Word for word, repeat all of the entries.

(Recorded data)
▬▬▬▬▬▬▬▬▬▬

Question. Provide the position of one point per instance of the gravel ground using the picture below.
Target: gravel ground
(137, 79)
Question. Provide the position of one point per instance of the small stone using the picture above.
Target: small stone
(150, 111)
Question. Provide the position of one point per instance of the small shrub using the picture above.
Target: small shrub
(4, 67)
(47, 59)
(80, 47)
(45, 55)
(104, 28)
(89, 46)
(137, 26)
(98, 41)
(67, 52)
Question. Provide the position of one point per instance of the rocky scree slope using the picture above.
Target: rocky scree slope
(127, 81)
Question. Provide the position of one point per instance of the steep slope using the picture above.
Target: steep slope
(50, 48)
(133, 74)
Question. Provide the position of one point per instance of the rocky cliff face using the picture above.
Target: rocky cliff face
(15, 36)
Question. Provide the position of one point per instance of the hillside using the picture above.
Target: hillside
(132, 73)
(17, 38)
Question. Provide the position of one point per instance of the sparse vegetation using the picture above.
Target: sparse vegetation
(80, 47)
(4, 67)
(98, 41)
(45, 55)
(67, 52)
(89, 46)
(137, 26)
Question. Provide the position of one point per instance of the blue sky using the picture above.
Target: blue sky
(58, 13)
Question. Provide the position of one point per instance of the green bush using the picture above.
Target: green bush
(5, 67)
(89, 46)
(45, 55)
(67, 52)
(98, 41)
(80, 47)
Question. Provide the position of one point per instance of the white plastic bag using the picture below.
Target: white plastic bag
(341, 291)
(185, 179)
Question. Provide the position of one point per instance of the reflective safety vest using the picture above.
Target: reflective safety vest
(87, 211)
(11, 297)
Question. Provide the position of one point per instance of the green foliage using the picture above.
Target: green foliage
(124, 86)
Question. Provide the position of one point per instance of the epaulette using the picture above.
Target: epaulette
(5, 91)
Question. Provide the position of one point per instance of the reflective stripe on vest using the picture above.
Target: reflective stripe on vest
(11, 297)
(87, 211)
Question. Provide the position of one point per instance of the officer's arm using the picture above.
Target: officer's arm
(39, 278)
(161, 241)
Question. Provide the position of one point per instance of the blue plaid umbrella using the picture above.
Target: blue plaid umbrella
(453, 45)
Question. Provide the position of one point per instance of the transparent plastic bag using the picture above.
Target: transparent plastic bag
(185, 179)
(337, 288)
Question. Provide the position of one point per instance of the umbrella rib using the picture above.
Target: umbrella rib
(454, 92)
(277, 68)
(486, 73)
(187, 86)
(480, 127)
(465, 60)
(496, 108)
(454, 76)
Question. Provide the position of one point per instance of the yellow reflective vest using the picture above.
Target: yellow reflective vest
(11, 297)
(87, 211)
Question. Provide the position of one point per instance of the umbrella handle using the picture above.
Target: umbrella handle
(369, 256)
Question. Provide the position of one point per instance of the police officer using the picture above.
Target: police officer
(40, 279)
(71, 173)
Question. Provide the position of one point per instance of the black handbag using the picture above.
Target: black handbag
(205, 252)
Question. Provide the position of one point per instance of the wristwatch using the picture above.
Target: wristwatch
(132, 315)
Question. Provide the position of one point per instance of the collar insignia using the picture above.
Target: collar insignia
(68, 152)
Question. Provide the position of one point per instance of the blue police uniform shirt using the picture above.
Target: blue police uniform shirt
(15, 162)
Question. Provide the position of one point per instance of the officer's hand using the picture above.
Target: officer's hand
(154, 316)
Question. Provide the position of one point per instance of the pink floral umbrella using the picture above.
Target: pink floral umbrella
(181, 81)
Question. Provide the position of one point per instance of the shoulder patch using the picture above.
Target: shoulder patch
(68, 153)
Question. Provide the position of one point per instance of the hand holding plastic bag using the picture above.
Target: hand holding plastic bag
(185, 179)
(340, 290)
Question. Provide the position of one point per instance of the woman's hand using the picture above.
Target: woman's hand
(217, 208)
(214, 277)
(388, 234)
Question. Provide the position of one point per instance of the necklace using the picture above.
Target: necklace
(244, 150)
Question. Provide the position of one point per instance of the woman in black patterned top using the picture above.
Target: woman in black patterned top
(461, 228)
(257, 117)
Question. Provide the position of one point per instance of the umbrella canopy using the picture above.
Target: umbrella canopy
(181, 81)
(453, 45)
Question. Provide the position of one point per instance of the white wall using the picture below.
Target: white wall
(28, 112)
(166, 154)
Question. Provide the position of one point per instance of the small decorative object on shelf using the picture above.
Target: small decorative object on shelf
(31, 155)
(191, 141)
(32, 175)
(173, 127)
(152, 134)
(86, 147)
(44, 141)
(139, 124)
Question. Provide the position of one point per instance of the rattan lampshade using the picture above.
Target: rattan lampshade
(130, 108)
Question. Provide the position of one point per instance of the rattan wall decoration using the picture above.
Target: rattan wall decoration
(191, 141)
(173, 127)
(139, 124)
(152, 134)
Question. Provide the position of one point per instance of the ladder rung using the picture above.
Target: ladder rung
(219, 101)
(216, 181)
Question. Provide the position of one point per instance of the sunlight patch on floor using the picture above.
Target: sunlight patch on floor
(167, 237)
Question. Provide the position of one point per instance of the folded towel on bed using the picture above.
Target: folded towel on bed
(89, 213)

▬▬▬▬▬▬▬▬▬▬

*RESPONSE BELOW:*
Question. Provide the position of one point per instance of the gravel ground using the picture below.
Target: gravel ground
(137, 79)
Question. Provide the position of one point per instance of the small stone using the picture above.
Target: small stone
(150, 111)
Question. Provide the position of one point per instance of the small shrub using the picture above.
Target: small shrub
(4, 67)
(47, 59)
(80, 47)
(45, 55)
(104, 28)
(89, 46)
(137, 26)
(98, 41)
(67, 52)
Question. Provide the position of one point per instance of the rocky scree slope using the picture above.
Target: rocky scree slope
(127, 81)
Question. Provide the position of one point per instance of the steep slope using the picture above.
Target: steep slope
(50, 48)
(133, 74)
Question. Provide the position of one point per instance of the rocky cliff face using the picture above.
Target: rocky cliff face
(15, 36)
Question. Provide the position of one point per instance of the hillside using the picture above.
Target: hillside
(132, 73)
(17, 38)
Question. Provide the position of one point per instance of the sparse vegetation using the picture above.
Target: sparse vegetation
(80, 47)
(4, 67)
(98, 41)
(45, 55)
(67, 52)
(89, 46)
(137, 26)
Question. Provide the position of one point per instance of the blue sky using the picture above.
Target: blue sky
(58, 13)
Question. Provide the position of one point per instance of the green bush using the picture above.
Target: green bush
(5, 67)
(89, 46)
(45, 55)
(67, 52)
(98, 41)
(80, 47)
Question. Provide the position of one point per instance of the white plastic bag using the picture below.
Target: white plastic bag
(341, 291)
(185, 179)
Question. Provide the position of one point per instance of the reflective safety vest using the picture above.
Target: reflective safety vest
(87, 211)
(11, 297)
Question. Provide the position of one point per instance of the green foliage using the picture above.
Target: green foliage
(124, 86)
Question. Provide the position of one point per instance of the epaulette using the picture above.
Target: epaulette
(5, 91)
Question. Provide the position of one point per instance of the reflective stripe on vest using the picture above.
Target: reflective stripe on vest
(11, 297)
(87, 211)
Question. Provide the position of one point per instance of the officer's arm using the picture above.
Target: officer's arm
(39, 278)
(161, 241)
Question. Provide the position of one point per instance of the blue plaid umbrella using the picture above.
Target: blue plaid umbrella
(453, 45)
Question. Provide the position of one point per instance of the transparent plastic bag using the picture above.
Target: transparent plastic bag
(185, 179)
(337, 288)
Question. Provide the position of one point per instance of the umbrella rib using the picture above.
Target: umbrella rib
(454, 92)
(277, 68)
(486, 73)
(187, 86)
(480, 127)
(465, 60)
(496, 108)
(454, 76)
Question. Provide the position of one point per instance of the yellow reflective vest using the picture above.
Target: yellow reflective vest
(11, 297)
(87, 211)
Question. Provide the position of one point per instance of the umbrella handle using the picture above.
Target: umbrella handle
(369, 256)
Question. Provide the position of one point per instance of the police officer using the picture above.
Target: police officer
(40, 279)
(71, 173)
Question. Provide the position of one point per instance of the black handbag using the picture above.
Target: black handbag
(205, 252)
Question. Provide the position of one point per instance of the wristwatch using the picture above.
Target: wristwatch
(132, 315)
Question. Provide the position of one point per instance of the collar insignia using the picture above.
Target: collar insignia
(68, 152)
Question. Provide the position of one point per instance of the blue police uniform shirt using the picture above.
Target: blue police uniform shirt
(15, 162)
Question. Provide the position of one point per instance of the officer's hand using the picture above.
Target: officer's hand
(154, 316)
Question. Provide the position of one point per instance of the pink floral umbrella using the picture above.
Target: pink floral umbrella
(181, 81)
Question. Provide the position of one point per instance of the shoulder patch using the picture above.
Target: shoulder patch
(68, 153)
Question. Provide the position of one point per instance of the hand holding plastic bag using the picture above.
Target: hand holding plastic bag
(185, 179)
(340, 290)
Question. Provide the position of one point per instance of the woman's hand using the picture above.
Target: woman's hand
(217, 208)
(214, 277)
(388, 234)
Question. Provide the position of one point per instance of the necklace using the picture above.
Target: necklace
(244, 150)
Question. Provide the position of one point per instance of the woman in black patterned top using the picture above.
Target: woman in black patterned top
(461, 228)
(257, 117)
Question. Provide the position of one point per instance of the umbrella canopy using the picture above.
Target: umbrella canopy
(181, 81)
(453, 45)
Question. Provide the position of one point per instance of the white wall using the picture below.
Target: white wall
(28, 112)
(166, 154)
Question. Provide the position of one point per instance of the small decorative object on shelf using the picture above.
Target: small decorative object on shelf
(31, 155)
(191, 141)
(32, 175)
(173, 127)
(152, 134)
(86, 147)
(44, 141)
(139, 124)
Question. Provide the position of one point per instance of the rattan lampshade using the picture above.
Target: rattan lampshade
(130, 108)
Question. Provide the position of one point per instance of the rattan wall decoration using the picture above.
Target: rattan wall decoration
(191, 141)
(173, 127)
(139, 124)
(152, 134)
Question. Provide the position of one point per instance of the ladder rung using the picture above.
Target: ladder rung
(219, 101)
(216, 181)
Question. Provide the position of one point per instance of the sunlight patch on floor using the picture above.
Target: sunlight patch on floor
(167, 237)
Question. Provide the position of one point per instance of the folded towel on bed using the picture above.
Target: folded towel on bed
(89, 213)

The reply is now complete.